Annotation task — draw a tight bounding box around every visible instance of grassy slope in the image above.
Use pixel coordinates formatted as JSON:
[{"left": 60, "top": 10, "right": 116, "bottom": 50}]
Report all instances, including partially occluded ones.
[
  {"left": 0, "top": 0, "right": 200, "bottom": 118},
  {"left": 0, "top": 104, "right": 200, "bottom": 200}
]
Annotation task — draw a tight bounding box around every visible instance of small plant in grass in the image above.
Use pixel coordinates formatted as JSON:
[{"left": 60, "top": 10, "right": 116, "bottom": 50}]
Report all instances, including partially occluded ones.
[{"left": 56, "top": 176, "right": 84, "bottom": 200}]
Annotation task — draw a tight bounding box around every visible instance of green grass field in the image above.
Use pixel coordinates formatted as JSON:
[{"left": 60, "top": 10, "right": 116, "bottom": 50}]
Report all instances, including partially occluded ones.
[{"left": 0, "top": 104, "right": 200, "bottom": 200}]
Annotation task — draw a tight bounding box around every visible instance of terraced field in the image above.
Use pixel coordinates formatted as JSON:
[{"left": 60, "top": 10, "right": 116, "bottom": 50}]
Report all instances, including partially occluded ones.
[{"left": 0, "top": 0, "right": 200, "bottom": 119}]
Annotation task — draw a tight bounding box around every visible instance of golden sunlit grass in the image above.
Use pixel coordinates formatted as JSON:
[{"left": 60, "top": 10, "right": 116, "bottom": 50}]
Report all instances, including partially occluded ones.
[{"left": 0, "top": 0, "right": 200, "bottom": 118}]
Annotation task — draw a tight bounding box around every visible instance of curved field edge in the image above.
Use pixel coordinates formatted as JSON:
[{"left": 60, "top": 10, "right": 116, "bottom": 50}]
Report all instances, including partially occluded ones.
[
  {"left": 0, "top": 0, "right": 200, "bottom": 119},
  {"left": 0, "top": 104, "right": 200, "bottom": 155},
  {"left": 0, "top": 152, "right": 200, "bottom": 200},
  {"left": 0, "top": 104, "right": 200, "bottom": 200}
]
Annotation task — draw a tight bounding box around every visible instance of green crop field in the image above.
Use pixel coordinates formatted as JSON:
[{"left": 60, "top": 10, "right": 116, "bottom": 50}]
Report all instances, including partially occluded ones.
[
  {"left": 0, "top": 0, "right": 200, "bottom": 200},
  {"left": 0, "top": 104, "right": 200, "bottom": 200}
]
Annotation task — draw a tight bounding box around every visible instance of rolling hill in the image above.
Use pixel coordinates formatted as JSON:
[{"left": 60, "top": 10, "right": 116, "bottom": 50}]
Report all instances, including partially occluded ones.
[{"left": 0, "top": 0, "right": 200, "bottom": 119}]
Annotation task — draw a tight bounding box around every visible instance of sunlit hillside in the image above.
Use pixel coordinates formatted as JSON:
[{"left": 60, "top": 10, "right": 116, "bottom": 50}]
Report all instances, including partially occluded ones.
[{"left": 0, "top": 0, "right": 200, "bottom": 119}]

==

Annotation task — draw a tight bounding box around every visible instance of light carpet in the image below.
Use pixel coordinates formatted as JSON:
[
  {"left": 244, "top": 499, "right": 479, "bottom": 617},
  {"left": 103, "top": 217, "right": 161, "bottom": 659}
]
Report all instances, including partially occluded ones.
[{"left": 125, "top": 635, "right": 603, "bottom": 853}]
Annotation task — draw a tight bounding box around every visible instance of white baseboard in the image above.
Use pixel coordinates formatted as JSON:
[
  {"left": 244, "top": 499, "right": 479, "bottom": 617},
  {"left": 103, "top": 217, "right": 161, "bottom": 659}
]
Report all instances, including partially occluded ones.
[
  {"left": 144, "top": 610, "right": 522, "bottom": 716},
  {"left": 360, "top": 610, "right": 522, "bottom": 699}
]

- _Work required_
How many of the lines above contain the string "bounding" with its case matched exactly? Reply with the number alone.

- _Complete output_
11